● Source:
****

Dr. Addicott also relies on court rulings to demonstrate that coercive methods of obtaining evidence are permissible under US law.

He points two cases for guidance. In the first, Blefare v United States (362 F.2d 870), he tells us (in written testimony) that:

“the appellants were suspected of swallowing narcotics which were lodged in their rectums or stomachs…Then, without Blefare’s consent the doctor forcefully passed a soft tube into the “nose, down the throat and into the stomach,” through which fluid flowed in order to induce vomiting. This resulted in the discovery of packets of heroin and the subsequent conviction of Blefare.

Unlike Rochin [Rochin v. California, (342 U. S. 165)], the Ninth Circuit refused to hold that the involuntary intrusion into Blefare’s stomach shocked the conscience.

While all that is true, it’s also irrelevant to the facts of the case as it appears in the record.

First, the Ninth Circuit had no reason to reach a conclusion about whether evidence was obtained from Blefare in a manner that “shocked the conscience” because the evidence that the appeal was trying to suppress did not belong to Blefare, but to his co-defendant, Donald Michel (who had voluntarily consented to the intubation that led to the recovery of the challenged evidence).

The second reason the challenged evidence was not suppressed had to do with the fact that the searches of Blefare and Michel were held to be “border searches”.

This, from Blefare:

“No question of whether there is probable cause for a search exists when the search is incidental to the crossing of an international border, for there is reason and probable cause to search every person entering the United States from a foreign country, by reason of such entry alone. That the customs authorities do not search every person crossing the border does not mean they have waived their right to do so, when they see fit…Mere suspicion has been held enough cause for a search at the border.”

Dr. Addicott also misstates the effect of Leon v. Wainwright (734 F.2d 770).

From his written testimony:

“For instance, in Leon v. Wainwright the Eleventh Circuit brushed aside the fact that police officers had used “force and threats” on kidnap suspect Jean Leon in order to get the suspect to reveal the location of his victim. When apprehended by a group of police officers in a Florida parking lot, Leon refused to reveal the location of his kidnap victim (the victim, Louis Gachelin, had been taken by gunpoint to an apartment where he was undressed and bound). In order to get the suspect to talk, police officers then physically abused Leon by twisting his arm and choking him until he revealed where the kidnap victim was being held. In speaking to the use of brutal force to get the information needed to protect the victim, the Court deemed that the action of the officers was reasonable given the immediate concern to find the victim and save his life.”

****

Records from a data collection
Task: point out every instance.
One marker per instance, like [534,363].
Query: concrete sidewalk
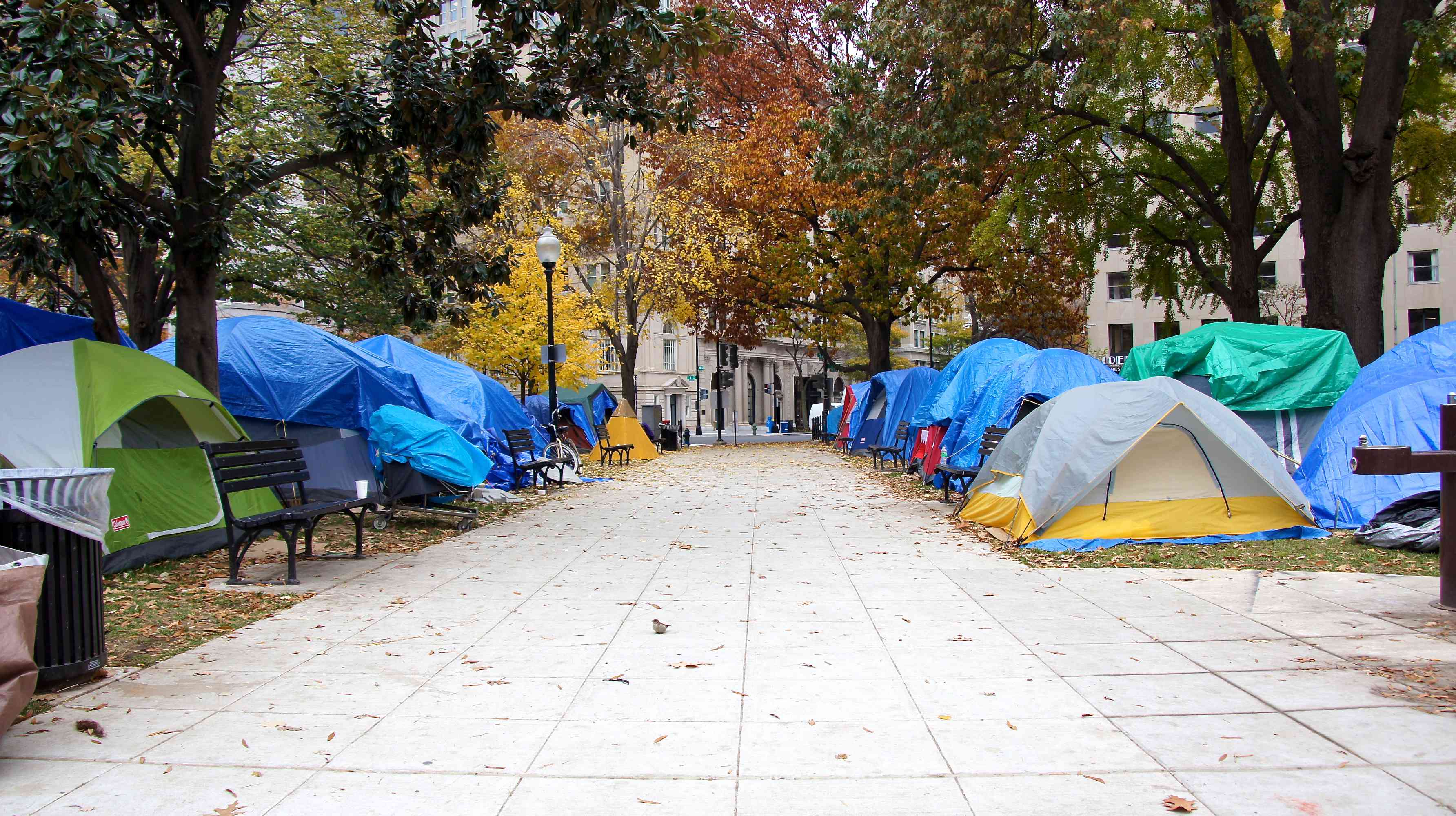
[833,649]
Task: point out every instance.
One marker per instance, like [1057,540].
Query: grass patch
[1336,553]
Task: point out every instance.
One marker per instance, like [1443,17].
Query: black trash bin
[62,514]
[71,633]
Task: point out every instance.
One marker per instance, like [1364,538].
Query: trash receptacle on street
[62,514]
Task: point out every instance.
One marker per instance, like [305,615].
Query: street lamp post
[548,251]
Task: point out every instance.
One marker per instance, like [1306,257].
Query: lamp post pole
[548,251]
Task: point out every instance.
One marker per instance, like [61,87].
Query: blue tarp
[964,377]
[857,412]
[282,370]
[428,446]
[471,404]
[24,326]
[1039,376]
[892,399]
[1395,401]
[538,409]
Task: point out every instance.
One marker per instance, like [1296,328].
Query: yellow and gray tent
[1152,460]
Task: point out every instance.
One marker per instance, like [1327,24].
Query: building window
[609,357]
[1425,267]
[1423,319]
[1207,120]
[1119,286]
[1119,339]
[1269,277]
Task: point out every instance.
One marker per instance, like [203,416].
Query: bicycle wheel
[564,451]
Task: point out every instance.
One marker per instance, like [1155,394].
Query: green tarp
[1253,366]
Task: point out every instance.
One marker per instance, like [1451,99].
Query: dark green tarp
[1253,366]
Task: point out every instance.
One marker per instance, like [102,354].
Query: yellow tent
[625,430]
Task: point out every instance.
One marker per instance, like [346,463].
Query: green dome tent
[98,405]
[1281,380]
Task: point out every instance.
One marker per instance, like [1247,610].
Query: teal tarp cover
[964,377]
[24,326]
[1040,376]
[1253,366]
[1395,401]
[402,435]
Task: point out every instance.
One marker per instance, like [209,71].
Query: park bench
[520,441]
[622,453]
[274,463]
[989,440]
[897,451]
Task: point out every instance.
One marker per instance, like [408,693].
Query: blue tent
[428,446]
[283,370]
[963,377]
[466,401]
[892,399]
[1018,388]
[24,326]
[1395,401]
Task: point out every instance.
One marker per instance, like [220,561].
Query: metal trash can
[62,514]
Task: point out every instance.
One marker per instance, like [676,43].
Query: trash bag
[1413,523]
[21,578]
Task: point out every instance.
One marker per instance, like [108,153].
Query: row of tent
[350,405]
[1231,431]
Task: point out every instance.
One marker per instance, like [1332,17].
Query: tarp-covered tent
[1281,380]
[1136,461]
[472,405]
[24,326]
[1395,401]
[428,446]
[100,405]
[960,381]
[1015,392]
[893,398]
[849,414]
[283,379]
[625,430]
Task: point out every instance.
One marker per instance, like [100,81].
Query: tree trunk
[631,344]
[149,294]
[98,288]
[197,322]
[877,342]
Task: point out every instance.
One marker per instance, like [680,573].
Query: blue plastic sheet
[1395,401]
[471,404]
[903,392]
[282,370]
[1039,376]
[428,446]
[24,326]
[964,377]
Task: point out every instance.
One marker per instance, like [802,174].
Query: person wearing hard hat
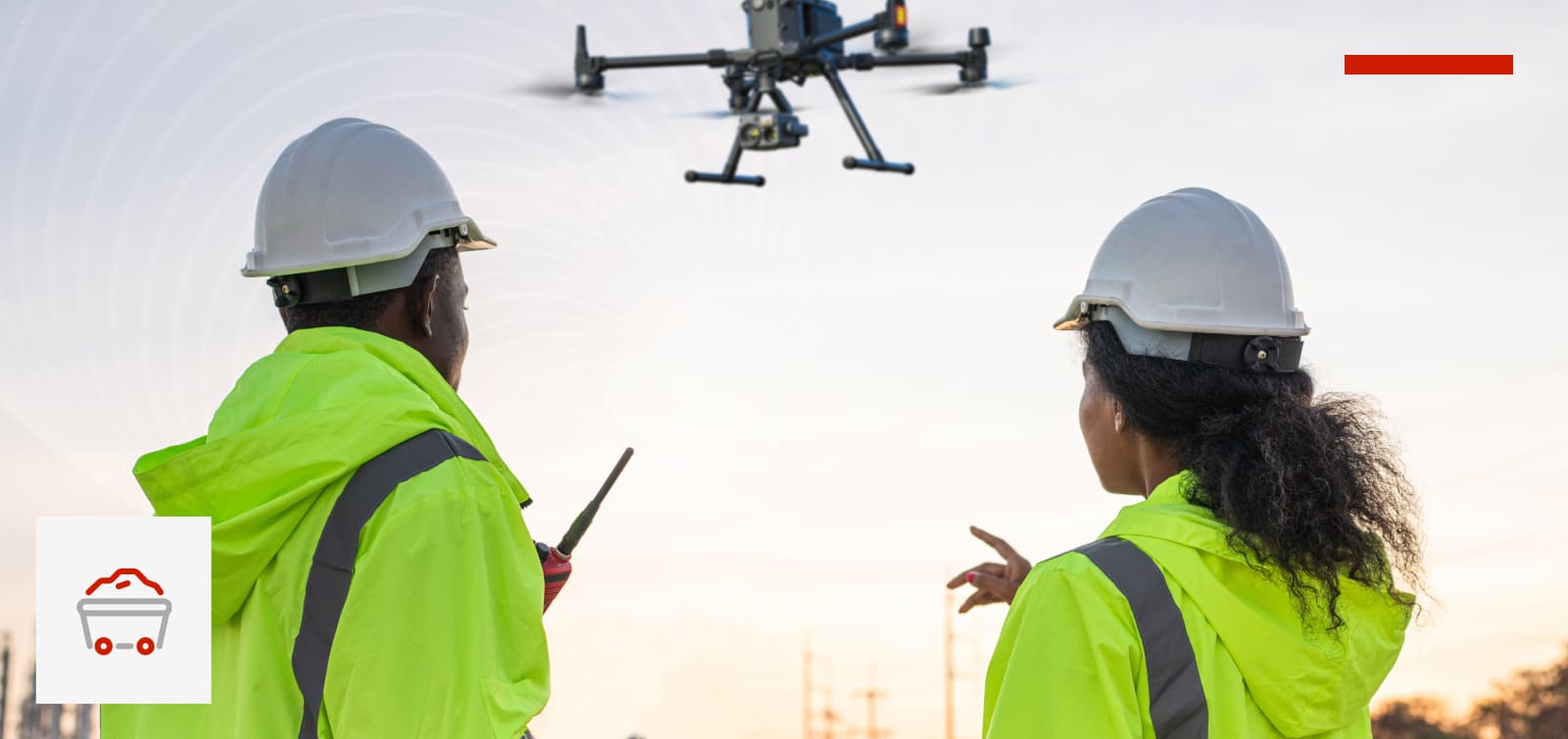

****

● Set problem 1: In the commentary on Dr. Addicott's testimony, who voluntarily consented to the intubation that led to the recovery of the challenged evidence?
● Set problem 2: Using the commentary on Dr. Addicott's testimony, decide whether each statement agrees with it, and support each yes or no with the exact deciding words: (a) The searches of Blefare and Michel were held to be border searches. (b) Leon v. Wainwright was decided by the Ninth Circuit. (c) The kidnap victim was taken to an apartment at knifepoint.
● Set problem 3: Please rewrite the paragraph of the commentary on Dr. Addicott's testimony that begins "First, the Ninth Circuit had no reason" in one shorter sentence, keeping its main facts.

● Full output 1: Donald Michel, Blefare's co-defendant.

● Full output 2:
(a) Yes: "the searches of Blefare and Michel were held to be “border searches”"
(b) No: "in Leon v. Wainwright the Eleventh Circuit brushed aside the fact"
(c) No: "had been taken by gunpoint to an apartment"

● Full output 3: The Ninth Circuit did not need to decide whether evidence was taken from Blefare in a way that "shocked the conscience," because the evidence the appeal sought to suppress belonged to his co-defendant, Donald Michel, who had voluntarily consented to the intubation that recovered it.